• **Requirement 1**
Rewrite the stretch from "Developer of the" through "March of Dimes." in the Albert Sabin text, putting "hospital bed" in place of "wheelchair".
• **Requirement 2**
Write the next part of the Albert Sabin biography text, picking up after its final sentence.
──────── Text segment
WHY AN ALBERT SABIN BIOGRAPHY?

 

Albert Sabin developed the oral polio vaccine that is making it possible to get within a hair’s breadth of eliminating polio from the planet. His other accomplishments and personal adventures span eight decades and five continents as he dealt with fellow scientists, world leaders, wars, politics, and ways to decrease the effects of universal health problems-especially those affecting children.

In the 1960s and for the rest of his life, Albert Sabin was recognized wherever he went and was `revered for the live attenuated polio vaccine he developed and provided worldwide. Mothers were known to kiss his hand or cry in thanks when they saw him. His oral polio vaccine made it possible to eradicate polio from even the most poverty-stricken and densely populated countries on earth. Yet, there is no book dedicated to the story of his life and how he developed the vaccine. In the era of the COVID pandemic, there is much to be learned from Albert Sabin’s methods and public health activism that can be applied to current coronavirus issues and other public health disasters.  

*For an excellent biography of Jonas Salk, who invented the first injectable poliovirus vaccine in 1955 using a killed virus formula, see Jonas Salk, A Life by Charlotte DeCroes Jacobs.

Developer of the Oral Polio Vaccine

DR. ALBERT B. SABIN

At Sabin’s 80th birthday celebration in 1986, he admitted without feigned modesty that over half the world’s population had protective elements in their bodies because of him. His oral polio vaccine kept them from getting a disease that in the 1950s was personified as “The Crippler” in pre-matinee movie theater newsreels. In the 5-minute film, children are seen happily playing in the sun as the grim reaper-type figure approaches and casts a dark shadow over them. The next time we see one of the children, she is sitting in a wheelchair. After seeing the newsreel, children had nightmares and their parents gave money to the March of Dimes.
────────────────
──────── Recorded information
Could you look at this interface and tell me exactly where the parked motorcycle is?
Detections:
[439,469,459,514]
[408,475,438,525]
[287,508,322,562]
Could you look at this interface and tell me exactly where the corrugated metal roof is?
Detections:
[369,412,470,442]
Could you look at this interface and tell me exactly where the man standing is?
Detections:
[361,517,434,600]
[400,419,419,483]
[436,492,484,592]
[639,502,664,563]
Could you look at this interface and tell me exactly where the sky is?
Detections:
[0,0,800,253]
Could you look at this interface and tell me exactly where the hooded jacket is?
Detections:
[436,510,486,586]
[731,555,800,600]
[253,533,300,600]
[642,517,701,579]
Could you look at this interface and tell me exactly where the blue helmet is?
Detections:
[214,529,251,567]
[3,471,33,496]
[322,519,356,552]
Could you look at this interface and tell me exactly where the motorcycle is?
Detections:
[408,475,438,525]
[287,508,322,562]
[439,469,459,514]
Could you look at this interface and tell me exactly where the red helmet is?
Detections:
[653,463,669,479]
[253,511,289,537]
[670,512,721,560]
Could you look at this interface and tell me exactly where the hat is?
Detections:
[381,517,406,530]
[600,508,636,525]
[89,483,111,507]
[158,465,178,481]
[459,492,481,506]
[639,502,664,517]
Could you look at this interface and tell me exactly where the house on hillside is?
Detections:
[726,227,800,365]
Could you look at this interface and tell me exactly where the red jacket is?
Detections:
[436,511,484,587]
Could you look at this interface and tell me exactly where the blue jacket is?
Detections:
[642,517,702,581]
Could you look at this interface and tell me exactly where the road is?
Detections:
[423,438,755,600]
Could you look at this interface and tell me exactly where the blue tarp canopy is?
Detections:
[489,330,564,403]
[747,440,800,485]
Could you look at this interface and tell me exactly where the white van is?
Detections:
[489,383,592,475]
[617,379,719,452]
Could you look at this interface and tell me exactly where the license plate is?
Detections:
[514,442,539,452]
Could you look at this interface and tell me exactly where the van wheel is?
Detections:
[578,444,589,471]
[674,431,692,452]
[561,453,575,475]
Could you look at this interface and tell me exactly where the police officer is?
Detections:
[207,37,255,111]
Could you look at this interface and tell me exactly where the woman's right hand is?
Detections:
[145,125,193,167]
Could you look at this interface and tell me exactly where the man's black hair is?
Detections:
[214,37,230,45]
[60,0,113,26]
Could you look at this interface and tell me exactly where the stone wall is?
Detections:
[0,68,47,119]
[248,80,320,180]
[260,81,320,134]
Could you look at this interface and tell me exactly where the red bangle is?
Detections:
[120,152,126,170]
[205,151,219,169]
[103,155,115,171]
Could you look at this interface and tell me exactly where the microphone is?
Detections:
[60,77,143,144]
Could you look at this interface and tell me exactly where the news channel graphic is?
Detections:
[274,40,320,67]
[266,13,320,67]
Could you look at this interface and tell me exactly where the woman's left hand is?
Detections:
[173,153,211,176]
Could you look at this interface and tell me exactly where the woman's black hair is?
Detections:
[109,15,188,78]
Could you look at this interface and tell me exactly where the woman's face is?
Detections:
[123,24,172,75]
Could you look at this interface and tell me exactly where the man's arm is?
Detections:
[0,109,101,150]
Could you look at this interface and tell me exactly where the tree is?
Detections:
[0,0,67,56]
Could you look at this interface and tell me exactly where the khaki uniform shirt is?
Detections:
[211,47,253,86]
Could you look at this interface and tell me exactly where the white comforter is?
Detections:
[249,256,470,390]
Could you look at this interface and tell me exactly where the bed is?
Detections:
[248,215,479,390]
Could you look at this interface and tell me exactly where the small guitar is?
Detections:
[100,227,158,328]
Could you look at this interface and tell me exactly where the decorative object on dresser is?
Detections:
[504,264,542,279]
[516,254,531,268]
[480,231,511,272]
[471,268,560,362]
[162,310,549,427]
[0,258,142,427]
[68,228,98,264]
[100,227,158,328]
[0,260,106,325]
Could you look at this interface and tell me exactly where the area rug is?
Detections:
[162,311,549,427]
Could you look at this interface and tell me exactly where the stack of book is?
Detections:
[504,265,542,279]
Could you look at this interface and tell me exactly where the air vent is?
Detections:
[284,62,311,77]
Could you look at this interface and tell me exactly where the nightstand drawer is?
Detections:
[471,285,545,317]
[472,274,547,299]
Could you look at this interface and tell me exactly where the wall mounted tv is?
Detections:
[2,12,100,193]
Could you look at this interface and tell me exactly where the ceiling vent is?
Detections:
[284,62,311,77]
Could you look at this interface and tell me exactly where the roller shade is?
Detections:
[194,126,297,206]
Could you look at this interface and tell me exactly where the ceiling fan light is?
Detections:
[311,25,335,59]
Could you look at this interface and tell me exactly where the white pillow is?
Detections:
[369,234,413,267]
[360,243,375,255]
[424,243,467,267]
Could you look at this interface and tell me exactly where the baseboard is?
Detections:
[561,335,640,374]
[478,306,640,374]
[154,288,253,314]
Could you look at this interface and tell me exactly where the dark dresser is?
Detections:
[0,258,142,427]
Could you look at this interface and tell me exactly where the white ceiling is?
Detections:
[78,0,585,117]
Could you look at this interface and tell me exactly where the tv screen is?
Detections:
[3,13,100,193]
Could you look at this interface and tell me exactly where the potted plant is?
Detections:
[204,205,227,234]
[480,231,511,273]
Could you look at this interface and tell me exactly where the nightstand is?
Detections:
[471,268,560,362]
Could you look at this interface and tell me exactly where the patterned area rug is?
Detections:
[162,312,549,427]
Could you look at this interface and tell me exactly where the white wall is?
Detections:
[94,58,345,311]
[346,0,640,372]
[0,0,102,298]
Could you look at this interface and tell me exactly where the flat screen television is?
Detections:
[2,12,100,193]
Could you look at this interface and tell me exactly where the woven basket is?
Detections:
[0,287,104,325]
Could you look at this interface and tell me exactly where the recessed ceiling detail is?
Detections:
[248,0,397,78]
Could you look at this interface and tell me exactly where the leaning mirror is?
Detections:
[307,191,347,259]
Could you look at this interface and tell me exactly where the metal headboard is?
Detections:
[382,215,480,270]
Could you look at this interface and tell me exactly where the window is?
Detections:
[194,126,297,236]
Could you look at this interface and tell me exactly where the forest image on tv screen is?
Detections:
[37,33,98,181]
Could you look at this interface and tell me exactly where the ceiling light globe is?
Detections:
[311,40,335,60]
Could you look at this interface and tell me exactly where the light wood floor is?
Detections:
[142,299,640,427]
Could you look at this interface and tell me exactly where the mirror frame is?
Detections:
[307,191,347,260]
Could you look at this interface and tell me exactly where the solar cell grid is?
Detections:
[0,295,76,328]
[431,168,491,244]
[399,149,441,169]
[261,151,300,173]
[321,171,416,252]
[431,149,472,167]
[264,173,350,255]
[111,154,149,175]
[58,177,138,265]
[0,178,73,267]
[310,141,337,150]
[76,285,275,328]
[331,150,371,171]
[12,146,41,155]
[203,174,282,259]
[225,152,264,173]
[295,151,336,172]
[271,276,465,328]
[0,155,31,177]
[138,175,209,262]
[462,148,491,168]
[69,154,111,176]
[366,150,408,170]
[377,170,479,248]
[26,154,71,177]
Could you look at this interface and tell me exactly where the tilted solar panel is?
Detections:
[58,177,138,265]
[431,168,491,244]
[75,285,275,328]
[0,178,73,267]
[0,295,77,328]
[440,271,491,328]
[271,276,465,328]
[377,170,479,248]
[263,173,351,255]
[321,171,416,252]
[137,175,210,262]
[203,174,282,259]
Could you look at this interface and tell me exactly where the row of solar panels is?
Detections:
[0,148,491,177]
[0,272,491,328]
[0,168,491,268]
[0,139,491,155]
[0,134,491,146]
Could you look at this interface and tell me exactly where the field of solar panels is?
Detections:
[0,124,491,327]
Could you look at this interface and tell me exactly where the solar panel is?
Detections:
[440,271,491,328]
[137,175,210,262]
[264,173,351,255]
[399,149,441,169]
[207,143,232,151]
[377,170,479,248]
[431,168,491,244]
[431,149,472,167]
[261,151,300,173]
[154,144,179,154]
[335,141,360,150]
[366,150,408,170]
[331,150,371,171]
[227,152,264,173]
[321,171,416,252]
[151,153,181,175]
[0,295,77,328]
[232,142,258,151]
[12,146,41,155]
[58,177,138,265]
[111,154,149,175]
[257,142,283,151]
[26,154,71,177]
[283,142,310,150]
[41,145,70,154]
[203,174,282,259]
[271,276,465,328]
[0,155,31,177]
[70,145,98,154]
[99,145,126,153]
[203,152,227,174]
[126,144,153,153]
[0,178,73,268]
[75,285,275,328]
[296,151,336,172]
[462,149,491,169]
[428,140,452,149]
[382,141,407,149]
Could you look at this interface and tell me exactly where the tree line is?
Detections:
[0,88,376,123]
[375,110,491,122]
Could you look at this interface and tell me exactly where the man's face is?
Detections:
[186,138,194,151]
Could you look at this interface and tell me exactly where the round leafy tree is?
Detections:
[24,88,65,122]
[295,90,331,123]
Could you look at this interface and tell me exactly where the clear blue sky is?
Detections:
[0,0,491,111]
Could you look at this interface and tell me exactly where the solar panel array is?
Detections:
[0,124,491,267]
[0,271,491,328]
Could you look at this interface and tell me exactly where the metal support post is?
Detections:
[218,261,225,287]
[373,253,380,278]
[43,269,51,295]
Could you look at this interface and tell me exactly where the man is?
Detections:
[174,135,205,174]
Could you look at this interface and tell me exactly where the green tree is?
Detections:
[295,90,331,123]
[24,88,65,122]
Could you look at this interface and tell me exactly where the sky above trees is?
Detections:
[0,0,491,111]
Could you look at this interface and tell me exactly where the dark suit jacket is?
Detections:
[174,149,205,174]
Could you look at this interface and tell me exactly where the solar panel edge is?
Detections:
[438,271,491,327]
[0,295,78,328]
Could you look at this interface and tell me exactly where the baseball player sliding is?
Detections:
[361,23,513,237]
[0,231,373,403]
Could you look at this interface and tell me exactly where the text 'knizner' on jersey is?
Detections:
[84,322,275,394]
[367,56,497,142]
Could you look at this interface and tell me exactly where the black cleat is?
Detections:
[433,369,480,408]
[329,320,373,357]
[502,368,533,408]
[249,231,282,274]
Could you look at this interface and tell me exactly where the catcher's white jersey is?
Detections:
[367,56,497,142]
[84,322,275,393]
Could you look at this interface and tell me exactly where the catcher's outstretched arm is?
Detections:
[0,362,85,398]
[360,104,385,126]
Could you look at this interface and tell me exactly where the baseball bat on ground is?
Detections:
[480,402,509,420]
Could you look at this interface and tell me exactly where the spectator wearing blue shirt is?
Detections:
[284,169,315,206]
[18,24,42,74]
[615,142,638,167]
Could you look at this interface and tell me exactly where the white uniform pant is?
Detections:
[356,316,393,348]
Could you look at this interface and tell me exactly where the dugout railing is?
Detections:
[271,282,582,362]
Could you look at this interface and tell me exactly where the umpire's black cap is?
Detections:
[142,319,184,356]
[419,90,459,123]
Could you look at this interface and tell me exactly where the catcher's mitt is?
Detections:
────────────────
• **Exercise result 1**
Developer of the Oral Polio Vaccine

DR. ALBERT B. SABIN

At Sabin’s 80th birthday celebration in 1986, he admitted without feigned modesty that over half the world’s population had protective elements in their bodies because of him. His oral polio vaccine kept them from getting a disease that in the 1950s was personified as “The Crippler” in pre-matinee movie theater newsreels. In the 5-minute film, children are seen happily playing in the sun as the grim reaper-type figure approaches and casts a dark shadow over them. The next time we see one of the children, she is sitting in a hospital bed. After seeing the newsreel, children had nightmares and their parents gave money to the March of Dimes.

• **Exercise result 2**
A consequence of Sabin’s vaccine success is that people born after polio was declared eradicated in most of the world have little knowledge of polio or the race to develop a vaccine against it. They might be surprised to learn that according to polls conducted after World War II, only nuclear war scared their parents and grandparents more than the prospect of a polio epidemic. Those born before the vaccine was available have not forgotten the friends, relatives, and celebrities whose lives were changed forever from the virus they could not prevent from damaging their bodies.

WHY HASN'T ALBERT SABIN'S BIOGRAPHY BEEN WRITTEN?

 Saul Benison was a medical historian who tried. He invested five years during which he interviewed Sabin about details of his scientific and personal life. However, Benison’s planned biography containing the interviews and his commentary was never published, reportedly because the two fought over some aspects of the project. There were a few other attempts to record his life story that did not come to fruition. Sabin’s perfectionism and unfiltered caustic criticism may have made the task too difficult at the time.

The prospect of writing Sabin’s biography is still daunting. One impediment is the prospect of combing through the 400 linear feet of records in the Sabin archives at the University of Cincinnati, where he spent most of his career and donated his papers. The Hauck Center, where they are stored, looks like a police evidence room with shelf after shelf of boxes of letters, pictures, documents, scientific publications, lab notebooks, and microscope slides Sabin stained and studied himself. Thanks to a grant from the National Endowment for the Humanities, most of the contents are now digitized, so reviewing the pertinent records is more realistic.